> **Request**:
Convert the material from its first line through the line containing "0 332 796 577" into a JSON list of strings, one string per line, leaving out blank lines.

::: Data

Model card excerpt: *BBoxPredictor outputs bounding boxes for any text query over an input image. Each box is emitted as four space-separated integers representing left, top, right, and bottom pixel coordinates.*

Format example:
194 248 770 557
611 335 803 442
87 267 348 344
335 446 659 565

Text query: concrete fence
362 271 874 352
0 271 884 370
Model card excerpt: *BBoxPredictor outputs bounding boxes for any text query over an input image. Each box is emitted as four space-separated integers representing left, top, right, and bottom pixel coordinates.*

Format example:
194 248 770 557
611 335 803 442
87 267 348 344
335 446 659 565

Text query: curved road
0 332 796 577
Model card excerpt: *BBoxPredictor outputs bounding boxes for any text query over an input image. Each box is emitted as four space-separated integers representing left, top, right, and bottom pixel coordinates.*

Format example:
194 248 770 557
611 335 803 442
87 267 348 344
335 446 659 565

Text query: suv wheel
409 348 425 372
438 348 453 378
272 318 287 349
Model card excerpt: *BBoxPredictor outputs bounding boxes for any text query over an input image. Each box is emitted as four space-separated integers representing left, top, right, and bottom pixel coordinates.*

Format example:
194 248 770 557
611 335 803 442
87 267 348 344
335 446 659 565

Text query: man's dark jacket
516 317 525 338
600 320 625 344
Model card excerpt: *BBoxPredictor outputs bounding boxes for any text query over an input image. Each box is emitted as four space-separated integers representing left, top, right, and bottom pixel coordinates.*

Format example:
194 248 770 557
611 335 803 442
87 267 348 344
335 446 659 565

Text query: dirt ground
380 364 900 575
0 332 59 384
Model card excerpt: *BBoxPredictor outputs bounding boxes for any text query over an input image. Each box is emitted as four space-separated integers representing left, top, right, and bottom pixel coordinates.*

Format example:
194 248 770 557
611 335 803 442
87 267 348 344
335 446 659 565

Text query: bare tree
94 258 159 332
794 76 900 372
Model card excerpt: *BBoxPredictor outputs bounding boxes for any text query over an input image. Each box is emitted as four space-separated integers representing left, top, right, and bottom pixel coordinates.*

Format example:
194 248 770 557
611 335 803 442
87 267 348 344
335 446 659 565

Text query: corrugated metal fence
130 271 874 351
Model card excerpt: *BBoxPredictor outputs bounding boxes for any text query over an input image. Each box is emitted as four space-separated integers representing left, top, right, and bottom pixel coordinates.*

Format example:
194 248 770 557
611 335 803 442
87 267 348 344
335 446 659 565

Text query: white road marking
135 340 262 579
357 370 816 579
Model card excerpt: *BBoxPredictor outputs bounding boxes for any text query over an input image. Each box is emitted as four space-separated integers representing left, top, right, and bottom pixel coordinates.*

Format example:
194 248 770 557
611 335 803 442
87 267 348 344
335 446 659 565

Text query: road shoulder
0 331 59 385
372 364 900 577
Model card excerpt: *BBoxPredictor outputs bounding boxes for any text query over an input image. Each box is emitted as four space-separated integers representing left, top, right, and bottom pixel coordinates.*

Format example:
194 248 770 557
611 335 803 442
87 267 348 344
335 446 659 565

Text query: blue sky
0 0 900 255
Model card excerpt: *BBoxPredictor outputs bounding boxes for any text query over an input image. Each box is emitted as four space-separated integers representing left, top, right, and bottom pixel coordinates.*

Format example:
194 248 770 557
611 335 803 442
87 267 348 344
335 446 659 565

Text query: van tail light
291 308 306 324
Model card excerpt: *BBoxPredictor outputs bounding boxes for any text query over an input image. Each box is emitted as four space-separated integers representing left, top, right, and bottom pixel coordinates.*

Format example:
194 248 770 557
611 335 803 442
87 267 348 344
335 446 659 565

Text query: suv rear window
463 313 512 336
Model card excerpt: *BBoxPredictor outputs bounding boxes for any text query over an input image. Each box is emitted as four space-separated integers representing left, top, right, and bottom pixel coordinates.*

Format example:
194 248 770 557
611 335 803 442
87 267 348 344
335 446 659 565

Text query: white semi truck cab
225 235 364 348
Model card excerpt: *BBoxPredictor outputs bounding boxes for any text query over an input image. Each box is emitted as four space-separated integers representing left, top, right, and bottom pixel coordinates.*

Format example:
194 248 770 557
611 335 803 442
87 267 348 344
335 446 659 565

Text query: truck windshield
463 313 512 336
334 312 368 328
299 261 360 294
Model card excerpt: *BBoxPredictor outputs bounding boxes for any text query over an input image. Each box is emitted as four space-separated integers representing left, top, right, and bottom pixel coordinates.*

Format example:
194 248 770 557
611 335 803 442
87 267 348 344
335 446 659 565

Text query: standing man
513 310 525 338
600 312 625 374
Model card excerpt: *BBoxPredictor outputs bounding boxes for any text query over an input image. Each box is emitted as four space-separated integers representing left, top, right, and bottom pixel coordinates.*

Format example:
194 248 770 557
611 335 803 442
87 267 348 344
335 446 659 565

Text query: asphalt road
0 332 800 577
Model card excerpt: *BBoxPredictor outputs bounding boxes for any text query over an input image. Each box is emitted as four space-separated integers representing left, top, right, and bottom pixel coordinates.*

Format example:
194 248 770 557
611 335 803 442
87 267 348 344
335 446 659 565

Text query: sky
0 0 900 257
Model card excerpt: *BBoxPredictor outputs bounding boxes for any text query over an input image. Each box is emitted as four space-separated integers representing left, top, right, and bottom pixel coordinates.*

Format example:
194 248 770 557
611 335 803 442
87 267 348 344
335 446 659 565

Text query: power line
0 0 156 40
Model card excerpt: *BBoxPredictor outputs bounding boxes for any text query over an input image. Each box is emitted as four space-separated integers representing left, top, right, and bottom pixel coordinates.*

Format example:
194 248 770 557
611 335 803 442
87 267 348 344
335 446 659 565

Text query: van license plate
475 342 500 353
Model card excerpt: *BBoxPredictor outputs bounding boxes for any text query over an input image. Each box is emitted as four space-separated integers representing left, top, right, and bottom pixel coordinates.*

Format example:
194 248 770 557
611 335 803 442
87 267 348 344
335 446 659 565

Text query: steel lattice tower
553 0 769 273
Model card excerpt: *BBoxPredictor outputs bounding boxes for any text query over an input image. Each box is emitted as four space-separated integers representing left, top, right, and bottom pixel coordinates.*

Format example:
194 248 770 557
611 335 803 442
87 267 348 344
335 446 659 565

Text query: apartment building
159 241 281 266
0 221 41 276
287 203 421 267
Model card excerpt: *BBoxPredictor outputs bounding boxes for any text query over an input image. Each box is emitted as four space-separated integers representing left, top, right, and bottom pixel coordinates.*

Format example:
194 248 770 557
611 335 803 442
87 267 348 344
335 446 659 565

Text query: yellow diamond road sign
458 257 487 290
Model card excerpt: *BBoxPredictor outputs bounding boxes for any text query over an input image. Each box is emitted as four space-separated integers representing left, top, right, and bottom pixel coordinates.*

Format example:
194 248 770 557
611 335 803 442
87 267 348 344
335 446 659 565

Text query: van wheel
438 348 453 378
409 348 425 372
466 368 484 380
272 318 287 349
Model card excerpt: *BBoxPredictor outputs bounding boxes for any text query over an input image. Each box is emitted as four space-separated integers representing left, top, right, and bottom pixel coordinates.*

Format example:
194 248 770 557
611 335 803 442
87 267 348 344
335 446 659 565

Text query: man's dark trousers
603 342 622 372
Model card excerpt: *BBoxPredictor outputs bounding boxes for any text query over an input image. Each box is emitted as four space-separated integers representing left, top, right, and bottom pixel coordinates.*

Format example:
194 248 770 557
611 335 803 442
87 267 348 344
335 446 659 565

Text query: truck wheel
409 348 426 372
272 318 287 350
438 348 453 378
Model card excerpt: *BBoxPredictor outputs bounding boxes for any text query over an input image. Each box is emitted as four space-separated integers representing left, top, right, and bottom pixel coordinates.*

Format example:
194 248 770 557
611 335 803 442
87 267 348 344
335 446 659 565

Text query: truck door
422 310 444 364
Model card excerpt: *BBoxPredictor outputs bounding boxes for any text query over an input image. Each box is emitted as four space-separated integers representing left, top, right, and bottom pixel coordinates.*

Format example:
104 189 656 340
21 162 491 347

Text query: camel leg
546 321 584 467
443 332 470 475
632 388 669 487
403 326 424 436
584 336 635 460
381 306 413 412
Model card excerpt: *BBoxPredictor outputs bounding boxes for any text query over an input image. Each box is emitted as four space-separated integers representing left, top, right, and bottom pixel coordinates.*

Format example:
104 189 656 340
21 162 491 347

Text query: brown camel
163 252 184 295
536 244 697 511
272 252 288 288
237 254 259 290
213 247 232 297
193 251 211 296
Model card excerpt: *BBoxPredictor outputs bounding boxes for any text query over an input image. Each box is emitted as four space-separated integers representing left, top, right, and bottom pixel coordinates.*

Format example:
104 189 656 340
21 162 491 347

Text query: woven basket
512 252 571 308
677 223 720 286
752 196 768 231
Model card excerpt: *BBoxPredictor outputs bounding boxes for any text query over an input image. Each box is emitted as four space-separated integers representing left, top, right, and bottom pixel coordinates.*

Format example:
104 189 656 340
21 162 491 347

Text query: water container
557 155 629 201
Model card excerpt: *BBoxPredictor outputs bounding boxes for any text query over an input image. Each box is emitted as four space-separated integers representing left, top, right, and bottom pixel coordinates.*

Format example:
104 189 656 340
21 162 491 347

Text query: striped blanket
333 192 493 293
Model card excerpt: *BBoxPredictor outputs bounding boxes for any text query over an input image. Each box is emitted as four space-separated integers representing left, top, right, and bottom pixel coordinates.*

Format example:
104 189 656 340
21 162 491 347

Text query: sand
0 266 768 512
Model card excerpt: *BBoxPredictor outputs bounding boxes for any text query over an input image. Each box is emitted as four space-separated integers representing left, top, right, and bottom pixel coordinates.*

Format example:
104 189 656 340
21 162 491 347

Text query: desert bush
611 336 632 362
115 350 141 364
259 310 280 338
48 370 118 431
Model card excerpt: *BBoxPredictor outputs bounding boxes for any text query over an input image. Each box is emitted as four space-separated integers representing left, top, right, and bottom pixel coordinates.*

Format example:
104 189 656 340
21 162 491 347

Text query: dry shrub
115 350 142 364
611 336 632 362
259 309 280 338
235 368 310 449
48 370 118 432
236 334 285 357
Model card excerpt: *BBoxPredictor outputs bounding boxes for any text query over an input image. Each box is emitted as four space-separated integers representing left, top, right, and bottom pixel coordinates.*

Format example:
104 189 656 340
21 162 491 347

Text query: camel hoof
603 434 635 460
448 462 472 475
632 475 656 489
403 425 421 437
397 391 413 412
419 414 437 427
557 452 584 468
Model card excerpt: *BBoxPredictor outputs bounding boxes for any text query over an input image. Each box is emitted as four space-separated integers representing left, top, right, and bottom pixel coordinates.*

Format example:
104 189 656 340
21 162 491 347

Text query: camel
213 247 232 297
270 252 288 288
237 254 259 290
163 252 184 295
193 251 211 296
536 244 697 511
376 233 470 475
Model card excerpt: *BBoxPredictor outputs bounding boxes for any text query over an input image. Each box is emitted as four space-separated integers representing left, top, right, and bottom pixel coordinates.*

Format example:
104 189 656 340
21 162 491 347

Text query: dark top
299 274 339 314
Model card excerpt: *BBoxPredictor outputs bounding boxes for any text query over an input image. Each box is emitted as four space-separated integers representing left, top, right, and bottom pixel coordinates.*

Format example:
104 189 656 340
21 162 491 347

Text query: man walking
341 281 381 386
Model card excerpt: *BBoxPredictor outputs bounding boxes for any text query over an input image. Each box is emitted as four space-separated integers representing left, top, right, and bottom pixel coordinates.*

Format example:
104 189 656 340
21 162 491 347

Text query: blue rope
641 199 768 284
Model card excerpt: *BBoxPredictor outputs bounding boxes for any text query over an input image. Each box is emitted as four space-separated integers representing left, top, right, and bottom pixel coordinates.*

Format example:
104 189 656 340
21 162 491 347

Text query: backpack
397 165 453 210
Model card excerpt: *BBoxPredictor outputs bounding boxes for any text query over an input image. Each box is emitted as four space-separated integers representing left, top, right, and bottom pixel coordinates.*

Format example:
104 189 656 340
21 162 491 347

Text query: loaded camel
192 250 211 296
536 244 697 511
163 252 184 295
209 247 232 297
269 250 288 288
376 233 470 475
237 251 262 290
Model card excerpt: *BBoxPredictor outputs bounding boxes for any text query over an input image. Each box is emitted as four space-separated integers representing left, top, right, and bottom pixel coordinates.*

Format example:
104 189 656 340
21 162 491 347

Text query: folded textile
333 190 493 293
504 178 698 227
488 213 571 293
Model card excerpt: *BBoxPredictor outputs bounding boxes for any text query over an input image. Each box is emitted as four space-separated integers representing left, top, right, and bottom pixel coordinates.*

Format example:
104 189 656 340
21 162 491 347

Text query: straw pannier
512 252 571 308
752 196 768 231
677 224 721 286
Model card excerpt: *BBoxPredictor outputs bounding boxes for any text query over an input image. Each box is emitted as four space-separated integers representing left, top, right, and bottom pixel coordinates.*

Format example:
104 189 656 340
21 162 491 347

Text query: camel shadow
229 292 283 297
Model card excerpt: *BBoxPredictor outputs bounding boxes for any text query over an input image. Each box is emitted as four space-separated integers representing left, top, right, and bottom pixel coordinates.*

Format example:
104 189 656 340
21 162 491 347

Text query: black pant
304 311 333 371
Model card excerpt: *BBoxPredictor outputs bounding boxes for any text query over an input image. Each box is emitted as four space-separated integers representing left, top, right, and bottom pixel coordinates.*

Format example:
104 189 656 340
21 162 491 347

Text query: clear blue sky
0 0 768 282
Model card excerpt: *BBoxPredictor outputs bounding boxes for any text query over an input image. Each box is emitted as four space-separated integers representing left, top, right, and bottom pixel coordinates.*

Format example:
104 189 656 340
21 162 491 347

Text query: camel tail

::::::

> **Solution for this problem**:
[
  "Model card excerpt: *BBoxPredictor outputs bounding boxes for any text query over an input image. Each box is emitted as four space-separated integers representing left, top, right, and bottom pixel coordinates.*",
  "Format example:",
  "194 248 770 557",
  "611 335 803 442",
  "87 267 348 344",
  "335 446 659 565",
  "Text query: concrete fence",
  "362 271 874 352",
  "0 271 884 370",
  "Model card excerpt: *BBoxPredictor outputs bounding boxes for any text query over an input image. Each box is emitted as four space-separated integers representing left, top, right, and bottom pixel coordinates.*",
  "Format example:",
  "194 248 770 557",
  "611 335 803 442",
  "87 267 348 344",
  "335 446 659 565",
  "Text query: curved road",
  "0 332 796 577"
]